EXERCISE REQUIREMENTS :: Your answer should be the complete data, copied exactly.

↓

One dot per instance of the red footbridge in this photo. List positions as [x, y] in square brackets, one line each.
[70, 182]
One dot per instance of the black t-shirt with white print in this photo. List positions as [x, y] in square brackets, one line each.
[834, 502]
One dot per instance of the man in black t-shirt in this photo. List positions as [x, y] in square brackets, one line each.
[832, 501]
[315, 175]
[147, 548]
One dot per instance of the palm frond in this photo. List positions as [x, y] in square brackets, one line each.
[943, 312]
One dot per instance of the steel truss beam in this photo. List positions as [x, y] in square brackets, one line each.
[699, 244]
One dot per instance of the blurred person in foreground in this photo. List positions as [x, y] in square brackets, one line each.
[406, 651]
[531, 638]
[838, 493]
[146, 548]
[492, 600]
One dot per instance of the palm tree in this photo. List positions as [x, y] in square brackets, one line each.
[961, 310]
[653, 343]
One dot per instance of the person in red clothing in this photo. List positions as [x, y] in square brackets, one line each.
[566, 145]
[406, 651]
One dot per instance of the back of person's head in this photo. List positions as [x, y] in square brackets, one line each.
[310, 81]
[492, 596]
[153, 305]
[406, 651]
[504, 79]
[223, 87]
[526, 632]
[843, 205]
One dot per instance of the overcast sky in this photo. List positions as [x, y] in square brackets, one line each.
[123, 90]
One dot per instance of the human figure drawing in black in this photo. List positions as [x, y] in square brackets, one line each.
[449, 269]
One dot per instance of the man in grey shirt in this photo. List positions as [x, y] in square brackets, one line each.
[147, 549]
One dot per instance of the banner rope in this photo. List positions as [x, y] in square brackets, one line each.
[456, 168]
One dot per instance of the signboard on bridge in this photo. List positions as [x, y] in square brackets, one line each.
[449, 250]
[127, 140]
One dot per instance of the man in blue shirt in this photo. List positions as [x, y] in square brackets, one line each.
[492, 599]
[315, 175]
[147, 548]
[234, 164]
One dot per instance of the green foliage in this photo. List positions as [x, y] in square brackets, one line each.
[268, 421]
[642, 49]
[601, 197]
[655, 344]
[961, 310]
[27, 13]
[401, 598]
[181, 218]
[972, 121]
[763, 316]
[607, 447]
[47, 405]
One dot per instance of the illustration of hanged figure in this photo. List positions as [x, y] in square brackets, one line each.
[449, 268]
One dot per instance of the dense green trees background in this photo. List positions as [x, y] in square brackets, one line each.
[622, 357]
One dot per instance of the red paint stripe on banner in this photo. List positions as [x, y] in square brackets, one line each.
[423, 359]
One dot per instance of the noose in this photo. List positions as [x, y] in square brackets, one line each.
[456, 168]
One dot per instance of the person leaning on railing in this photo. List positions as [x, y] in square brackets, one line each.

↑

ANSWER ::
One dot per instance of the red footbridge in this photo. List positions as [x, y] in square brackets, one line each.
[70, 182]
One dot per instance of the black t-shirt with white print in this photo. List positions as [x, y] in square brackets, one line each.
[834, 502]
One dot per instance of the man in black t-shirt in this photo. List positions as [x, y] in square brackets, one line each.
[832, 501]
[315, 175]
[147, 548]
One dot per instance of the palm frond in this photo. List positions as [x, y] in square brackets, one line each.
[943, 312]
One dot per instance of the steel truss beam in this photo. List positions as [x, y] in square brackets, one line each.
[699, 244]
One dot per instance of the blurred person in foreground in this photo. List positions as [x, y] in square brackets, one line each.
[406, 651]
[531, 638]
[838, 493]
[146, 548]
[492, 600]
One dot per instance of the palm tree in this photo. List positions as [x, y] in square brackets, one line each.
[961, 310]
[653, 343]
One dot per instance of the person in red clothing in this photo. List positions as [x, y] in square brackets, one line each.
[566, 145]
[406, 651]
One dot per instance of the back of person's head in this photo. List positions as [x, y] in square brackets, one line each.
[310, 81]
[492, 596]
[153, 305]
[406, 651]
[504, 79]
[223, 87]
[526, 632]
[843, 205]
One dot per instance of the overcast sky in this photo. List positions as [x, y] in square brackets, one line each.
[123, 90]
One dot per instance of the human figure drawing in black in this photo. List positions as [x, y] in square brackets, one line each.
[449, 269]
One dot per instance of the man in grey shirt in this photo. List positions as [x, y] in square brackets, one line each.
[147, 549]
One dot per instance of the banner rope in this photo. List positions as [x, y] in square brackets, one line each.
[456, 168]
One dot per instance of the signboard on bridge in this photo. List positions as [x, y] in square brackets, one line each.
[449, 250]
[127, 140]
One dot per instance of the man in blue shirt in this photo. List positions as [x, y] in square brackets, one line each.
[492, 599]
[315, 175]
[147, 548]
[234, 164]
One dot per instance of the green foliage in this photo. List positions as [x, y] in square brackets, one line each.
[268, 421]
[642, 49]
[601, 197]
[655, 344]
[961, 310]
[27, 13]
[401, 598]
[181, 218]
[972, 121]
[763, 316]
[607, 447]
[47, 405]
One dot per instance of the illustration of hanged figure in this photo. List positions as [x, y] in square brackets, one line each.
[449, 268]
One dot per instance of the dense green trees background in this photo. List positions as [x, y] in square brackets, one line each.
[622, 357]
One dot per instance of the red paint stripe on banner in this photo. List positions as [x, y] in square brackets, one line each.
[423, 359]
One dot per instance of the noose in this photo. List positions as [x, y] in square brackets, one line each.
[456, 168]
One dot per instance of the person leaning on railing in this photo. List positions as [x, y] in square brackets, one line each.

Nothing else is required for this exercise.